**Exercise inputs**

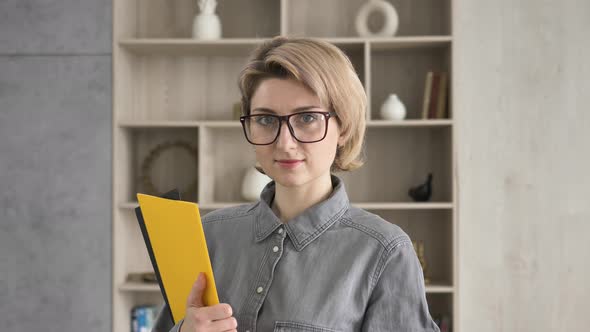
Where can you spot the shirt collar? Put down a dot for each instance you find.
(307, 226)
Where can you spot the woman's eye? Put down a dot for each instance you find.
(265, 120)
(308, 118)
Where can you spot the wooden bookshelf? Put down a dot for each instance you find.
(168, 86)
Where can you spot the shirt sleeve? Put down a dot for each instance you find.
(398, 300)
(164, 321)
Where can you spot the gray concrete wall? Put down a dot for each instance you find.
(55, 165)
(522, 83)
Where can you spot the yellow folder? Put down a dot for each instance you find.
(175, 240)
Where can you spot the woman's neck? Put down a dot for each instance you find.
(292, 201)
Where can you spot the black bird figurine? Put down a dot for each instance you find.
(422, 192)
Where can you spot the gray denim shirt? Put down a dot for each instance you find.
(332, 268)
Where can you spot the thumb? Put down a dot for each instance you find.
(195, 298)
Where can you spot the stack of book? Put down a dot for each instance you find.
(143, 318)
(435, 101)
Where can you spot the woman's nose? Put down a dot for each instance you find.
(285, 138)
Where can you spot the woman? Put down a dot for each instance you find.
(301, 258)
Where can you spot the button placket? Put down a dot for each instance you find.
(265, 283)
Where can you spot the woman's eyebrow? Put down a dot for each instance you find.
(298, 109)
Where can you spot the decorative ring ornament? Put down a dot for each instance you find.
(386, 9)
(146, 166)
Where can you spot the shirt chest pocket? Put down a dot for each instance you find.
(284, 326)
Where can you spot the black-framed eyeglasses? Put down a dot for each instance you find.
(305, 127)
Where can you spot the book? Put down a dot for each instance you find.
(143, 318)
(435, 99)
(441, 102)
(173, 234)
(434, 94)
(427, 92)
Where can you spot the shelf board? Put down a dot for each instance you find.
(438, 288)
(410, 123)
(236, 123)
(186, 46)
(366, 206)
(154, 288)
(139, 287)
(179, 124)
(405, 206)
(395, 43)
(237, 46)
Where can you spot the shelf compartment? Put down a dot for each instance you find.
(403, 72)
(398, 159)
(225, 155)
(435, 229)
(239, 19)
(183, 88)
(416, 18)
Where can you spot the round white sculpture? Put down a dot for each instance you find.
(393, 109)
(390, 17)
(207, 25)
(253, 183)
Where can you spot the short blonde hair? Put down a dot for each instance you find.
(325, 70)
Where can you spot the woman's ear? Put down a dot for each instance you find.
(341, 140)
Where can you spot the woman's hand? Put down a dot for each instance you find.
(199, 318)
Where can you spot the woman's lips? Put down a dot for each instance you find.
(289, 163)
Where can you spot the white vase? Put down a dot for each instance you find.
(390, 19)
(393, 108)
(253, 183)
(207, 25)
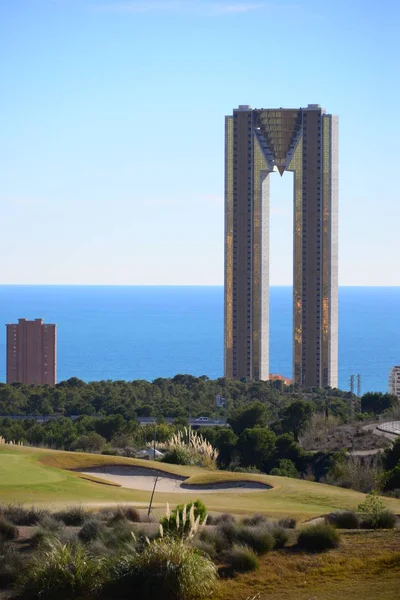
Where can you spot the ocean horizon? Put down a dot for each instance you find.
(144, 332)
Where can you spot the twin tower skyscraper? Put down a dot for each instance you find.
(257, 143)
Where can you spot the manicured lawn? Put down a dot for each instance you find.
(41, 476)
(366, 567)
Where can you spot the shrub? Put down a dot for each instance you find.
(391, 479)
(91, 530)
(8, 531)
(215, 538)
(196, 449)
(131, 513)
(287, 523)
(259, 539)
(344, 519)
(19, 515)
(50, 523)
(205, 548)
(64, 572)
(167, 569)
(384, 519)
(179, 456)
(318, 538)
(285, 468)
(220, 519)
(230, 532)
(255, 520)
(11, 565)
(43, 538)
(73, 516)
(374, 515)
(241, 558)
(180, 520)
(280, 536)
(119, 535)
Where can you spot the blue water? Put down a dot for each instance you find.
(107, 332)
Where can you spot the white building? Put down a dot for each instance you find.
(394, 381)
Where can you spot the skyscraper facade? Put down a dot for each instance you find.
(31, 352)
(394, 381)
(257, 143)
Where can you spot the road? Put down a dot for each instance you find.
(142, 420)
(389, 430)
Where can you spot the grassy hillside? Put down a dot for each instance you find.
(40, 476)
(366, 566)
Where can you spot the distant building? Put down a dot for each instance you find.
(259, 142)
(394, 381)
(31, 352)
(285, 380)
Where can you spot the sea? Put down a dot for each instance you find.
(145, 332)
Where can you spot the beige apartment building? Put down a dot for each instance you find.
(31, 352)
(394, 381)
(259, 142)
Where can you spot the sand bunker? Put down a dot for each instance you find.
(140, 478)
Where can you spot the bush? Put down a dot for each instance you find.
(229, 532)
(241, 558)
(19, 515)
(8, 531)
(64, 572)
(91, 530)
(167, 569)
(285, 468)
(179, 456)
(182, 513)
(215, 538)
(73, 516)
(50, 523)
(119, 535)
(346, 519)
(11, 565)
(280, 536)
(287, 523)
(374, 515)
(205, 548)
(259, 539)
(255, 520)
(220, 519)
(43, 538)
(384, 519)
(318, 538)
(131, 513)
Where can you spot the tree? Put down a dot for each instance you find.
(225, 441)
(285, 468)
(254, 415)
(375, 402)
(295, 417)
(257, 447)
(391, 456)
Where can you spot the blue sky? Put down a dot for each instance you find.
(112, 123)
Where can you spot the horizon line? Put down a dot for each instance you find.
(219, 285)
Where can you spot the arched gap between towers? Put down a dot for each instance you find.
(281, 273)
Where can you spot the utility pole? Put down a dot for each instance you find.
(352, 383)
(359, 386)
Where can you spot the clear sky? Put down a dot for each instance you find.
(112, 125)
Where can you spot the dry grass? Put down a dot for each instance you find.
(42, 476)
(201, 451)
(367, 566)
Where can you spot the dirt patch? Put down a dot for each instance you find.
(138, 478)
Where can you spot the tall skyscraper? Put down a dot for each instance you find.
(394, 381)
(31, 352)
(258, 142)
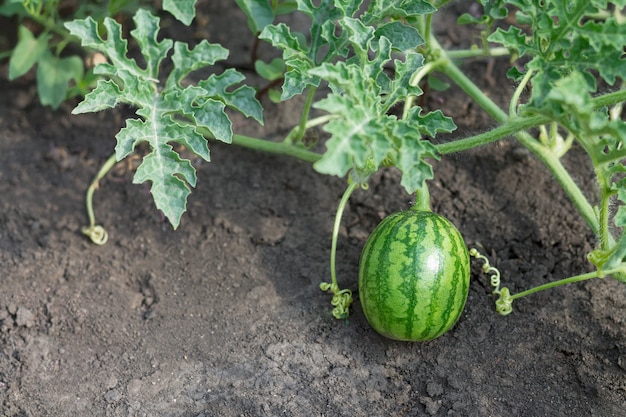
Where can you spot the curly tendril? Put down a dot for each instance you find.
(97, 234)
(504, 303)
(342, 299)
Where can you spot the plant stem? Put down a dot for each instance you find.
(509, 128)
(280, 148)
(333, 248)
(96, 233)
(576, 278)
(297, 134)
(541, 152)
(477, 53)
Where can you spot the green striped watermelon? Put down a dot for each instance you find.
(414, 276)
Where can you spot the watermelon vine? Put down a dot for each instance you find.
(372, 60)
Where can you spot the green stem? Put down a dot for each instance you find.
(333, 248)
(541, 152)
(509, 128)
(518, 93)
(477, 53)
(570, 280)
(297, 134)
(422, 199)
(96, 233)
(280, 148)
(342, 299)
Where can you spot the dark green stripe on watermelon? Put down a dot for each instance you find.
(414, 276)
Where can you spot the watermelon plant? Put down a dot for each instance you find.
(414, 275)
(44, 42)
(372, 59)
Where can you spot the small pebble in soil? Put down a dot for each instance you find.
(24, 317)
(112, 396)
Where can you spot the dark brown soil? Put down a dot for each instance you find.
(224, 317)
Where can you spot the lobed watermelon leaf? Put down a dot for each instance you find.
(364, 134)
(168, 112)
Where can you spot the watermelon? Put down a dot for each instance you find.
(414, 276)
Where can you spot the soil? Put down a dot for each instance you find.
(224, 316)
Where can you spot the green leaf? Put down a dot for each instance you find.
(185, 60)
(26, 52)
(54, 75)
(106, 95)
(168, 113)
(412, 152)
(402, 37)
(363, 135)
(145, 33)
(566, 37)
(183, 10)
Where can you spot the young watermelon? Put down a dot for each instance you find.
(414, 276)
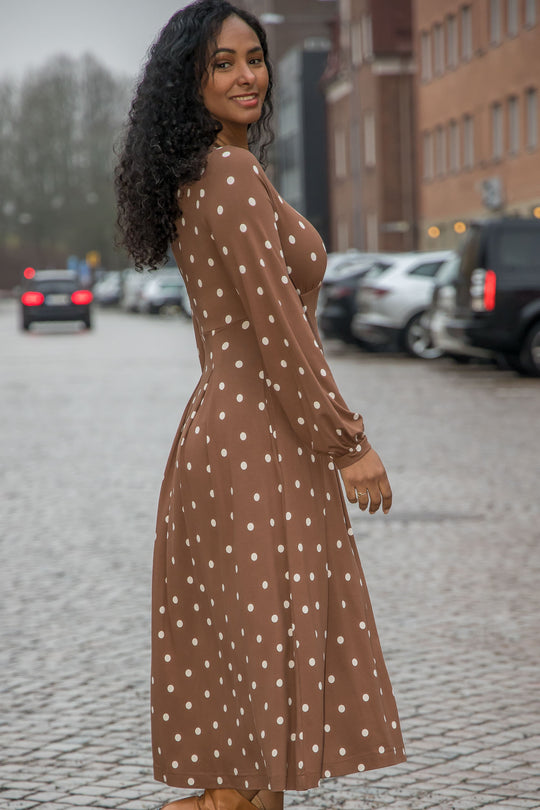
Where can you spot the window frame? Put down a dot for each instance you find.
(466, 33)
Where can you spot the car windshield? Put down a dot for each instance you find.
(51, 285)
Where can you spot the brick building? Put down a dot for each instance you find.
(477, 91)
(369, 91)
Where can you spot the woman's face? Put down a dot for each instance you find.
(237, 80)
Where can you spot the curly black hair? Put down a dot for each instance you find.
(169, 131)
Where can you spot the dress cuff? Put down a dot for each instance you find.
(354, 455)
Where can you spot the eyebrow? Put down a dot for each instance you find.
(231, 50)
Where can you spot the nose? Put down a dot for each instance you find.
(246, 75)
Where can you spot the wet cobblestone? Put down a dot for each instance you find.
(86, 424)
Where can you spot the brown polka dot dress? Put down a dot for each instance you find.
(267, 670)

**Exercise instructions**
Return everything from the line containing "Where can you spot the eyebrow?" down to the end of the data, unchanged and including both ends.

**Full solution**
Where can you spot the eyebrow? Put down a dot for each instance you find.
(231, 50)
Where can you spot the nose? Put down a dot for each instance you find.
(246, 75)
Where can you spot the wet cobblestone? Put down a dot for each instance you find.
(86, 424)
Where can you spot the brown polka dot dress? Put down a dot for each instance you find.
(267, 670)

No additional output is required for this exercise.